As of March 31, 2004, TNP has assigned approximately $178.7 million of goodwill to the Regulated Transmission and Distribution segment and approximately $91.6 million to First Choice.

 

Note 8. Commitments and Contingencies

 

Energy Supply

 

Constellation Agreement. As reported in the 2003 Annual Report on Form 10-K, First Choice and Constellation executed a new power supply agreement in October 2003 under which Constellation will supply First Choice the majority of its power requirements through the end of 2006. The new agreement included provisions that provided First Choice with sufficient credit for its Texas operations. As a result, First Choice has secured supply to serve all of its forecasted commitments to existing competitive customers for 2004 at fixed prices. In addition, First Choice has secured supply to serve all of its forecasted commitments to price-to-beat customers through September 2004 at fixed prices.

 

First Choice has implemented the new agreement with Constellation in three phases. Phase one began and ended in 2003. Phase two of the agreement began in December 2003 and is expected to end on June 1, 2004. On that date, First Choice expects to establish a bankruptcy remote SPE and transfer all of First Choice’s customers and receivables into the SPE, which will operate as a retail electric provider, as discussed in Note 2, and phase three will begin. First Choice took this action to comply with the PUCT order issued on March 16, 2004 that authorized the transfer of certain customers to the SPE.

◆ What you will do:
[1] According to the energy supply passage, why does First Choice plan to set up a bankruptcy remote SPE and move its customers and receivables into it on June 1, 2004?
[2] Set down the part of the energy supply passage that begins at the words "First Choice has implemented" and stops after "to the SPE.", keeping every word and punctuation mark unchanged.
Rely only on the energy supply passage for what comes next.

(Named-object pointing rows)

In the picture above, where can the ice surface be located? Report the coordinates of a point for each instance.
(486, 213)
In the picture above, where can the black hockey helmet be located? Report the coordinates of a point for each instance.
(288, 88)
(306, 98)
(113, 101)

◆ Solutions to the problems:
[1] First Choice is taking this step to comply with the PUCT order issued on March 16, 2004, which authorized the transfer of certain customers to the SPE.

[2]
First Choice has implemented the new agreement with Constellation in three phases. Phase one began and ended in 2003. Phase two of the agreement began in December 2003 and is expected to end on June 1, 2004. On that date, First Choice expects to establish a bankruptcy remote SPE and transfer all of First Choice’s customers and receivables into the SPE, which will operate as a retail electric provider, as discussed in Note 2, and phase three will begin. First Choice took this action to comply with the PUCT order issued on March 16, 2004 that authorized the transfer of certain customers to the SPE.